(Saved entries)
----------------
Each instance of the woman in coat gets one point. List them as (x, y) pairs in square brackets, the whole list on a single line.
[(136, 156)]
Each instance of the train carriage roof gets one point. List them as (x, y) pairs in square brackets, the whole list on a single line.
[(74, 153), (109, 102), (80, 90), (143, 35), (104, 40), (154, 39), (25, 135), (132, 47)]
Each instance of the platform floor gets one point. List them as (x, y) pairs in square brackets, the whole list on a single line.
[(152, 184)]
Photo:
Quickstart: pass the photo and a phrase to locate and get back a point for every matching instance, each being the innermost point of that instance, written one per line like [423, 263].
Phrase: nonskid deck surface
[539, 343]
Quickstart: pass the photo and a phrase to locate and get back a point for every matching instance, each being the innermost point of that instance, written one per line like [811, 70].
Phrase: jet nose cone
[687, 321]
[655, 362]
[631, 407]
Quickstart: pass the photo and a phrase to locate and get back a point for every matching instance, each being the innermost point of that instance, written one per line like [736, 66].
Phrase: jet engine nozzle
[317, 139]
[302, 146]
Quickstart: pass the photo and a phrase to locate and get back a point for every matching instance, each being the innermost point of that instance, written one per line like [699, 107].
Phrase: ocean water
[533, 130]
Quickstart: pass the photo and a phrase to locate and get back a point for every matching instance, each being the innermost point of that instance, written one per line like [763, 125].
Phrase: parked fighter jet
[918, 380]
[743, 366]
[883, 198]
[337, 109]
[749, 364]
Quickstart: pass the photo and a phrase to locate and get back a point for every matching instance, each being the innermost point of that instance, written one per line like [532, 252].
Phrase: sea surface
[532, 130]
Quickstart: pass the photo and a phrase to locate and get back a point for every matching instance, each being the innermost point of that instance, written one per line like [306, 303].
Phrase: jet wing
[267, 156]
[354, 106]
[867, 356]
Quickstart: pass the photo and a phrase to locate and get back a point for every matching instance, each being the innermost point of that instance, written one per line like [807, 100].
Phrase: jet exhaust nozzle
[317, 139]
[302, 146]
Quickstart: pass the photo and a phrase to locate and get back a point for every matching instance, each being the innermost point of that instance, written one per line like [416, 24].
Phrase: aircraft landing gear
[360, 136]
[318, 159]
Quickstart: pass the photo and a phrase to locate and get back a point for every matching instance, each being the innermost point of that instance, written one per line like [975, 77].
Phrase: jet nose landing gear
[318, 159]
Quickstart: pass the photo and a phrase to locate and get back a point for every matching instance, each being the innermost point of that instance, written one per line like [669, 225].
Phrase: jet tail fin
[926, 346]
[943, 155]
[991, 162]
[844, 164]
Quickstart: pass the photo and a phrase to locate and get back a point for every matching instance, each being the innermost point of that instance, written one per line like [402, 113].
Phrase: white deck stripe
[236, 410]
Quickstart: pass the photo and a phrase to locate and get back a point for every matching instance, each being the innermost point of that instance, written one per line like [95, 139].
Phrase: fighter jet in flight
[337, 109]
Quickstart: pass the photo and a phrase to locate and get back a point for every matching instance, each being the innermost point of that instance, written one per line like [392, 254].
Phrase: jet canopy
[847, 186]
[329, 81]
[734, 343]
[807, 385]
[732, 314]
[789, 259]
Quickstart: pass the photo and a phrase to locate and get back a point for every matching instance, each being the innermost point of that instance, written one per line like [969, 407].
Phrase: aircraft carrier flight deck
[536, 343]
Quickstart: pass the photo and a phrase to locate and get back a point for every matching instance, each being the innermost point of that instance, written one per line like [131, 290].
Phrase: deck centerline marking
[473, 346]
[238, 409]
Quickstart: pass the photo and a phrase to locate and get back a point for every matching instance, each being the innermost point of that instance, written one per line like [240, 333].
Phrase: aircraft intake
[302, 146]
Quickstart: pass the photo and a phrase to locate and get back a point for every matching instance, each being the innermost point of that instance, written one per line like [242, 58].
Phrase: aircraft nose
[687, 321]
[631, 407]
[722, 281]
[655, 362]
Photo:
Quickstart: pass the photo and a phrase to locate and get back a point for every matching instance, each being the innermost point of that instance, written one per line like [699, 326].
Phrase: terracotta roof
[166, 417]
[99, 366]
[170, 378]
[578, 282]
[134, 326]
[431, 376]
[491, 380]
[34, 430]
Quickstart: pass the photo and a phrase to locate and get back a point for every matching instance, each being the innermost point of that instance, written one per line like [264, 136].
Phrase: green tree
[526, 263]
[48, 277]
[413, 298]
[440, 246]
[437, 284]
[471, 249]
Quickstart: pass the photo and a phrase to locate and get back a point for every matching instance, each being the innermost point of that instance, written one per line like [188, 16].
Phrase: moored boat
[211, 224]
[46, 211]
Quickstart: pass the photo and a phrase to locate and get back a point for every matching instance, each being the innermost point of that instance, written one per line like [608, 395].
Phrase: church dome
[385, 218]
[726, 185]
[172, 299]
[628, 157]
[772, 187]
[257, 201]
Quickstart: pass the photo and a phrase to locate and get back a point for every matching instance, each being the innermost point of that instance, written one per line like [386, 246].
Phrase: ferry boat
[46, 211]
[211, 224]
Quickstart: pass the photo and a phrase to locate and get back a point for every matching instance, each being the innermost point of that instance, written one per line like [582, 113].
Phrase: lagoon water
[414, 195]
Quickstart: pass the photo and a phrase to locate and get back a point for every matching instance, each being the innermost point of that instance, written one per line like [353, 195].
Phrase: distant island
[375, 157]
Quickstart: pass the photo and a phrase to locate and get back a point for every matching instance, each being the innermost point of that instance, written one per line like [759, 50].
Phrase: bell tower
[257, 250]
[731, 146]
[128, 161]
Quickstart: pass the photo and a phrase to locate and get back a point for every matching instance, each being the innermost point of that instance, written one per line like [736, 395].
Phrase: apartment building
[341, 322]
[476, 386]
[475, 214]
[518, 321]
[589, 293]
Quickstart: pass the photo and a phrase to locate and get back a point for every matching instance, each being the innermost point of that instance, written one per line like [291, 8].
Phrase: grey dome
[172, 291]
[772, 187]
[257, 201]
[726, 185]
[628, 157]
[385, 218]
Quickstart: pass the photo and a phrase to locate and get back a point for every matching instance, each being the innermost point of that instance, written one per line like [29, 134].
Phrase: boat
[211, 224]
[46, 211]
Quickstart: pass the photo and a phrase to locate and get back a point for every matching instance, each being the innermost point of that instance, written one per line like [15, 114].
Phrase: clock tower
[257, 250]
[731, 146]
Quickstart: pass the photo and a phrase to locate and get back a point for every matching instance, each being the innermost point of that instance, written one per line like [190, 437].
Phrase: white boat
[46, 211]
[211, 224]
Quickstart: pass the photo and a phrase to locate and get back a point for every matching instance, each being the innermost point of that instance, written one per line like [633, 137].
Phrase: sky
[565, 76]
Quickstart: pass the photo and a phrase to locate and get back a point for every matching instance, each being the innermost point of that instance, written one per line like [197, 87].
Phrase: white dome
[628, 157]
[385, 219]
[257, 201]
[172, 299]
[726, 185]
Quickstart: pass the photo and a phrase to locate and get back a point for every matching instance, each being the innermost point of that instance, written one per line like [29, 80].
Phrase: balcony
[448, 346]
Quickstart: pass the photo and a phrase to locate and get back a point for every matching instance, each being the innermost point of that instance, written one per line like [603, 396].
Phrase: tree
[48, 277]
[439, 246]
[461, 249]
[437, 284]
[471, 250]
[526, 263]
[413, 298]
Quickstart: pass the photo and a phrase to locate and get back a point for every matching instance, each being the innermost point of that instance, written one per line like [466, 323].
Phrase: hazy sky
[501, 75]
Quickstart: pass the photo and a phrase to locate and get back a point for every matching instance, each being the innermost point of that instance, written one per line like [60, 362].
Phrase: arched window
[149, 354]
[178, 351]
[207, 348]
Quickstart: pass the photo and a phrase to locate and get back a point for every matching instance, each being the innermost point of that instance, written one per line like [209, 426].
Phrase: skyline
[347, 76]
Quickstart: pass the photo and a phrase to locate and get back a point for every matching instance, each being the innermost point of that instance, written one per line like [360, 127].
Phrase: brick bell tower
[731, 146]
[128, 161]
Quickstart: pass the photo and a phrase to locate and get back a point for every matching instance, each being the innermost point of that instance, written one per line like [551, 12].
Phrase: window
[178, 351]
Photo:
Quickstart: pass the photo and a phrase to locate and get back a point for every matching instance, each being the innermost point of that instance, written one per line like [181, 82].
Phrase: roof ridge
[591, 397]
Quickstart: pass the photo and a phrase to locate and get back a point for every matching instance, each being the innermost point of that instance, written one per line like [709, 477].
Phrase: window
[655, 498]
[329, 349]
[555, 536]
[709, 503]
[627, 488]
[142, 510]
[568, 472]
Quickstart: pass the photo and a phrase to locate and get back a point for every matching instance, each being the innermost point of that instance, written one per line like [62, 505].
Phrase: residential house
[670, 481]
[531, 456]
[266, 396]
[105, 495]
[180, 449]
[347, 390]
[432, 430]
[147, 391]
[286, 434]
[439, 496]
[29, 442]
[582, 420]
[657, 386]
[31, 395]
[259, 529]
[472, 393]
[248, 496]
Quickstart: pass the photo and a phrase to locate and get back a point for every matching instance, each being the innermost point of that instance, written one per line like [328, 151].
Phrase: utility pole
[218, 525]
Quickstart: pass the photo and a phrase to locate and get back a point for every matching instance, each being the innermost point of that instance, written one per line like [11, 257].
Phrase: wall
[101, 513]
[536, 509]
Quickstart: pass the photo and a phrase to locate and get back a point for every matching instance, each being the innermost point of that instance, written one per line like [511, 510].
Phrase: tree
----------------
■ Challenge
Recast the data above as a numbered list, starting with the line that contains "like [11, 257]." and going on through the end of the data, both ends included. Leave out any blank lines.

■ Response to the task
1. Quickstart: pass the photo and a phrase to locate and get back a point for every matching instance, each being the innermost point of that instance, written one per line like [11, 257].
2. Phrase: wall
3. [101, 513]
4. [536, 509]
5. Quickstart: pass the photo and a phrase to locate and get back a point for every matching instance, each being the innermost point of that instance, written one per line like [511, 510].
6. Phrase: tree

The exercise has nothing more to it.